[[ ENTRIES SUPPLIED open ]]

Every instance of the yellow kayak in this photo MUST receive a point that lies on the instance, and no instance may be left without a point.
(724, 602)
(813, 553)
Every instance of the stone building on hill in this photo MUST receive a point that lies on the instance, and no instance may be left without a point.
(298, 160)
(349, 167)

[[ ENTRIES SUPPLIED closed ]]

### REQUIREMENT
Your task is to reproduce the whole listing exactly.

### THE COMPLETED TASK
Every instance of the yellow kayak in this photo MUST receive a point that lies on the instance, and no instance may be left without a point.
(724, 602)
(813, 553)
Every instance of the stone building on hill in this photo MUST receive a point that lies on the instance, and no instance may be left without a point.
(298, 160)
(349, 167)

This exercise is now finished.